Set exercise:
Your task is to restate the data word for word.

• • •

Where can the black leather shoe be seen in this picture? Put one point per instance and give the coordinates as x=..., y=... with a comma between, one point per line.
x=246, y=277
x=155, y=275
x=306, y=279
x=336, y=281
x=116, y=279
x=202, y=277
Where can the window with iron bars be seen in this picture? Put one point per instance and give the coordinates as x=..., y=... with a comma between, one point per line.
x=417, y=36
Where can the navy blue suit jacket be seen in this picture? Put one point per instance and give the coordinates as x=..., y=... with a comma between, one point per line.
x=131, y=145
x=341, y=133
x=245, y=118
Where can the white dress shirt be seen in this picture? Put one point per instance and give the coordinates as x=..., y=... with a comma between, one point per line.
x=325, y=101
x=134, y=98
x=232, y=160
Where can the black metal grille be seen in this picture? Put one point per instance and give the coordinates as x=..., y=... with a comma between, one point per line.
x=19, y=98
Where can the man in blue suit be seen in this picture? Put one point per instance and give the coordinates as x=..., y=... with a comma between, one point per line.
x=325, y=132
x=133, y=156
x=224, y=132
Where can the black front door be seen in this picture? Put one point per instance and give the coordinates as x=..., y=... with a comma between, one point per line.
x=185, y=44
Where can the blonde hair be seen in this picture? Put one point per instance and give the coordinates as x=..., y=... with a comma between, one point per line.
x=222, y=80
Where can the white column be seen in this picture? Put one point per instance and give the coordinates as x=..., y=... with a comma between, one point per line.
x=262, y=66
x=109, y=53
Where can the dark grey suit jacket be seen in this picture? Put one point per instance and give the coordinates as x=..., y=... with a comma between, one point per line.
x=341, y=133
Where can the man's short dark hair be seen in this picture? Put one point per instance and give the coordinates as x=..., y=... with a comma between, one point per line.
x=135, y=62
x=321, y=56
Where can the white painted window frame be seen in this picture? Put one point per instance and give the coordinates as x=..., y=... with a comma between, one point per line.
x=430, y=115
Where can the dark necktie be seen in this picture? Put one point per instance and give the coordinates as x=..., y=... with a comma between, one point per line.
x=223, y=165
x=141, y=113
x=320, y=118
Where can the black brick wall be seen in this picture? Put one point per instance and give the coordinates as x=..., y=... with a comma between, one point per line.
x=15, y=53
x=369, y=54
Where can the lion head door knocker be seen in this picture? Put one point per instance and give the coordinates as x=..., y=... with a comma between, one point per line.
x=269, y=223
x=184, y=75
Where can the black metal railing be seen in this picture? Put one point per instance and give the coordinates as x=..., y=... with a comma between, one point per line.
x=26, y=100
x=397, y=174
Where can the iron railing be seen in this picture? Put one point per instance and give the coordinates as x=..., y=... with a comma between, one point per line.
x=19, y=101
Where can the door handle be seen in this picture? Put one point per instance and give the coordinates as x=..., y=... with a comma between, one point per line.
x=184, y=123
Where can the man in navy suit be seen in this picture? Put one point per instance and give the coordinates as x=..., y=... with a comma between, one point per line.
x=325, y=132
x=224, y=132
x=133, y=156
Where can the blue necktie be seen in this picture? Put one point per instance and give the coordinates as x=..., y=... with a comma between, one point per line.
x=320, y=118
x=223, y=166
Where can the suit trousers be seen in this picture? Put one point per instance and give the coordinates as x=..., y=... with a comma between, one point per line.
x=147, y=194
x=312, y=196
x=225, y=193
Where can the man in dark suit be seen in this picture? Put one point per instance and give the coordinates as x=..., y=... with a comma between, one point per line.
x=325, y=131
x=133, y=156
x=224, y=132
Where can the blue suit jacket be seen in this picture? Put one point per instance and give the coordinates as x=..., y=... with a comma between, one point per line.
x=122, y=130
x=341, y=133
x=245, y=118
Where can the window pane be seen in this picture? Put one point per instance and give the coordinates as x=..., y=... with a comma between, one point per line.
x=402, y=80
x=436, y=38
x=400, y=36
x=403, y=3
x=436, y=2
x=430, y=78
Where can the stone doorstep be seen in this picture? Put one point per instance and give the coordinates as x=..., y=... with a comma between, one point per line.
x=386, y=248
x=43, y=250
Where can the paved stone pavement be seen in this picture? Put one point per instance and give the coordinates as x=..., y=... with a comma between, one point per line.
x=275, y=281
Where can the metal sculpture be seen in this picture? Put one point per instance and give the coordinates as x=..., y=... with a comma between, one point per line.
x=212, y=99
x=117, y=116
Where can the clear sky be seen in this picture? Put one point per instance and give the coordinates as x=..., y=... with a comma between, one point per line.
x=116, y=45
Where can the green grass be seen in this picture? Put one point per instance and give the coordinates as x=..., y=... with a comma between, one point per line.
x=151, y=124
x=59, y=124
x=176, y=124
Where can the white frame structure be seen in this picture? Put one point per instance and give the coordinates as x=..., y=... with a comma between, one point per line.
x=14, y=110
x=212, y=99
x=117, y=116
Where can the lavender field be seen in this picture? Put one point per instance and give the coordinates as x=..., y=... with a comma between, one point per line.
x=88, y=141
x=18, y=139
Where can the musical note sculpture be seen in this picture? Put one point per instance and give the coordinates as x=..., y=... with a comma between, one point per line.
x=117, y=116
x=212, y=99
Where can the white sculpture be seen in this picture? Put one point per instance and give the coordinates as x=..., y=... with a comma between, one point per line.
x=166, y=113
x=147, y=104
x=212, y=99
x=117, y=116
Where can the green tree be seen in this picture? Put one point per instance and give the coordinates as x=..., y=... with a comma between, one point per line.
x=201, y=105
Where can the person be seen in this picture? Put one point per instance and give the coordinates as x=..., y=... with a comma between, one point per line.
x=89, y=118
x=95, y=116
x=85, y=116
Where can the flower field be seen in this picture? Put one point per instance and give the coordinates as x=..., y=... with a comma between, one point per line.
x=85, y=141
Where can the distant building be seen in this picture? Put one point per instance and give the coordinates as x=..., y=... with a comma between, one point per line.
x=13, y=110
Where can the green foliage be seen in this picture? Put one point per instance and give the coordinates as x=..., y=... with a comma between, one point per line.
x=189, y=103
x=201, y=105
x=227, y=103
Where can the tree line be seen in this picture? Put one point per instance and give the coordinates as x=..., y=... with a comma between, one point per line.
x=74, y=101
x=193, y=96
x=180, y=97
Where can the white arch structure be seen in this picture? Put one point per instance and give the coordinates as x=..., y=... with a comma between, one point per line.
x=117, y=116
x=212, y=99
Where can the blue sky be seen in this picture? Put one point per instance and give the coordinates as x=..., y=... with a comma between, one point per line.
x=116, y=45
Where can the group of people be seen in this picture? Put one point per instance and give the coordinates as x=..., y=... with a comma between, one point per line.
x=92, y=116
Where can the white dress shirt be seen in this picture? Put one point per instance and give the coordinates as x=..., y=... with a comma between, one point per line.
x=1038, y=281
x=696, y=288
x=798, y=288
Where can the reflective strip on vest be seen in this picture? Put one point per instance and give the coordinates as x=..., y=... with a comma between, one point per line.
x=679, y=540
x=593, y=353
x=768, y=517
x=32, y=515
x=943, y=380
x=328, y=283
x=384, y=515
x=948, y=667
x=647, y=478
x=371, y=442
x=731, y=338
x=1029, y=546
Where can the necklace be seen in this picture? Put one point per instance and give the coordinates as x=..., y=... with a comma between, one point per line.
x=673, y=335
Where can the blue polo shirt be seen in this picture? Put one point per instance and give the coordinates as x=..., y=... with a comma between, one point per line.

• • •

Result of this exercise:
Where can the black leather shoe be seen in this picture? Put one point per instance and give the coordinates as x=..., y=... with a comma between, one point per line.
x=246, y=277
x=155, y=275
x=306, y=279
x=336, y=281
x=116, y=279
x=202, y=277
Where can the window with iron bars be seen in this picture? Put one point per instance and give the coordinates as x=..., y=... with a comma between, one point per line.
x=417, y=36
Where can the navy blue suit jacket be seen in this picture? Put one point per instance and give the coordinates as x=..., y=... with a comma between, one point per line.
x=131, y=145
x=341, y=133
x=245, y=118
Where can the white dress shirt be seen in this picture? Put one point per instance and give the coordinates as x=..., y=... with a comma between, one point per line.
x=325, y=101
x=134, y=98
x=232, y=160
Where can the black metal grille be seen in this picture? Put one point per instance and give the coordinates as x=..., y=... with a comma between, one point per line.
x=19, y=98
Where can the man in blue suit be seen in this picture? Put one point per instance and give the coordinates as x=..., y=... with a comma between, one point per line.
x=325, y=132
x=133, y=156
x=224, y=132
Where can the black front door be seen in this picture? Put one point per instance and give the coordinates as x=..., y=... with a comma between, one point per line.
x=185, y=44
Where can the blonde hair be seen in this picture? Put one point per instance and give the coordinates as x=..., y=... with a comma between, one point per line.
x=222, y=80
Where can the white column be seen in this picture? Put one point per instance and give the coordinates as x=..., y=... with a comma between, one point per line.
x=262, y=66
x=109, y=53
Where can the dark grey suit jacket be seen in this picture? Put one point per instance and give the coordinates as x=..., y=... with a comma between, one point per line.
x=341, y=133
Where can the man's short dark hair be seen in this picture? Put one point per instance and give the coordinates as x=..., y=... with a comma between, one point per line.
x=135, y=62
x=321, y=56
Where can the white painted window frame be seen in this picture? Put one point per instance and give the coordinates as x=..., y=... with a comma between, one point per line.
x=430, y=115
Where can the dark necktie be seen in this picture? Put one point per instance and give the coordinates as x=..., y=... with a comma between, one point per line.
x=223, y=165
x=141, y=113
x=320, y=118
Where can the black brick wall be seen in this picture? Put one point per instance and give the coordinates as x=..., y=... with a comma between, one point per line.
x=15, y=53
x=369, y=54
Where can the lion head door knocker be seen in this picture? Put one point per instance and give the coordinates as x=..., y=... with a comma between, one point per line.
x=269, y=223
x=184, y=75
Where can the black metal railing be seen in this picture? Put one point per instance and give the coordinates as x=..., y=... with a comma between, one point per line.
x=26, y=100
x=397, y=174
Where can the iron railing be seen in this picture? Put one point per instance and give the coordinates as x=..., y=... with a comma between, one point per line.
x=19, y=101
Where can the door handle be seen in this picture? Put one point per instance and give the coordinates as x=..., y=... with a comma between, one point per line.
x=184, y=123
Where can the man in navy suit be seen in this picture? Put one point per instance and give the coordinates as x=..., y=... with a comma between, one point per line.
x=325, y=132
x=224, y=132
x=133, y=156
Where can the blue necktie be seen in this picture? Put one point per instance and give the coordinates as x=..., y=... with a comma between, one point per line.
x=320, y=118
x=223, y=166
Where can the suit trousers be seen in this picture? Put one point per instance and give the coordinates as x=..., y=... with a comma between, one point per line.
x=147, y=194
x=312, y=196
x=225, y=193
Where can the man in dark suit be seen in this picture? Put one point per instance and give the coordinates as x=..., y=... with a comma between, one point per line.
x=325, y=131
x=133, y=156
x=224, y=132
Where can the blue suit jacket be seen in this picture? Put one point per instance and give the coordinates as x=..., y=... with a comma between, one point per line.
x=122, y=130
x=341, y=133
x=245, y=118
Where can the window pane be seen in this picture? Put one point per instance and give the coordinates as x=..., y=... with a comma between, one point per line.
x=402, y=80
x=436, y=38
x=400, y=36
x=403, y=3
x=436, y=2
x=430, y=78
Where can the stone doorstep be seen in this picture? Put one point per instance and give the coordinates as x=..., y=... with a comma between, one point per line.
x=386, y=248
x=43, y=250
Where can the paved stone pavement be seen in this picture? Put one point per instance and give the coordinates as x=..., y=... with a comma between, one point per line.
x=275, y=281
Where can the metal sculpture be seen in this picture? Put one point per instance and give the coordinates as x=..., y=... with a comma between, one point per line.
x=212, y=99
x=117, y=116
Where can the clear sky be seen in this picture? Put one point per instance and give the coordinates as x=..., y=... with a comma between, one point per line.
x=116, y=45
Where can the green grass be seen in this picture? Put one point per instance and give the coordinates as x=..., y=... with a comma between, one point per line.
x=151, y=124
x=59, y=124
x=176, y=124
Where can the white frame structure be seen in this picture? Put one point per instance and give the coordinates as x=..., y=... with a comma between, one point per line.
x=14, y=110
x=212, y=99
x=117, y=116
Where can the lavender field be seen in this picture? Put one point per instance and give the coordinates as x=..., y=... with a comma between, one point per line.
x=88, y=141
x=18, y=139
Where can the musical note sculpture be seen in this picture? Put one point per instance and give the coordinates as x=..., y=... with a comma between, one point per line.
x=117, y=116
x=212, y=99
Where can the white sculpture be seen in this picture? Put one point per instance and give the coordinates as x=..., y=... with a comma between, one point per line.
x=166, y=113
x=147, y=104
x=212, y=99
x=117, y=116
Where can the green tree be seen in this picture? Put one point per instance and give the coordinates as x=..., y=... with a comma between, one point per line.
x=201, y=105
Where can the person be seen in this picture? Put one point per instance and give the coordinates as x=..., y=... with a comma between, one point per line.
x=89, y=118
x=95, y=116
x=85, y=116
Where can the flower field be seen in this picture? Put one point per instance and give the coordinates as x=..., y=... with a comma between, one point per line.
x=85, y=141
Where can the distant building be seen in this picture? Put one point per instance and give the coordinates as x=..., y=... with a comma between, one point per line.
x=13, y=110
Where can the green foliage be seen in this picture? Put one point per instance and give the coordinates as x=..., y=... with a comma between, one point per line.
x=189, y=103
x=201, y=105
x=227, y=103
Where can the tree line be seen in this picture? Put one point per instance and give the coordinates as x=..., y=... with a comma between, one point per line.
x=74, y=101
x=193, y=96
x=180, y=97
Where can the white arch structure be seen in this picture? Put one point per instance and give the coordinates as x=..., y=... with a comma between, one point per line.
x=117, y=116
x=212, y=99
Where can the blue sky be seen in this picture? Put one point per instance and give the coordinates as x=..., y=... with a comma between, one point per line.
x=116, y=45
Where can the group of people be seen in this picture? Put one point per instance and give the coordinates as x=..., y=... with a comma between, one point per line.
x=92, y=116
Where can the white dress shirt be seen in this picture? Put one point per instance and give the coordinates as x=..., y=... with a comma between, one point per line.
x=1038, y=281
x=696, y=288
x=798, y=288
Where can the reflective strip on vest be seen in this picture? Put one point per instance and give the coordinates as x=..., y=... with a comma between, one point per line.
x=679, y=540
x=593, y=353
x=768, y=517
x=32, y=515
x=943, y=380
x=328, y=283
x=384, y=515
x=948, y=667
x=647, y=478
x=371, y=442
x=731, y=338
x=1029, y=546
Where can the necklace be seen in this picture? Put one point per instance and give the coordinates as x=..., y=... with a comma between, one point per line.
x=673, y=335
Where can the blue polo shirt be seen in this picture? Put one point per instance and give the coordinates as x=..., y=... with a comma between, one point per line.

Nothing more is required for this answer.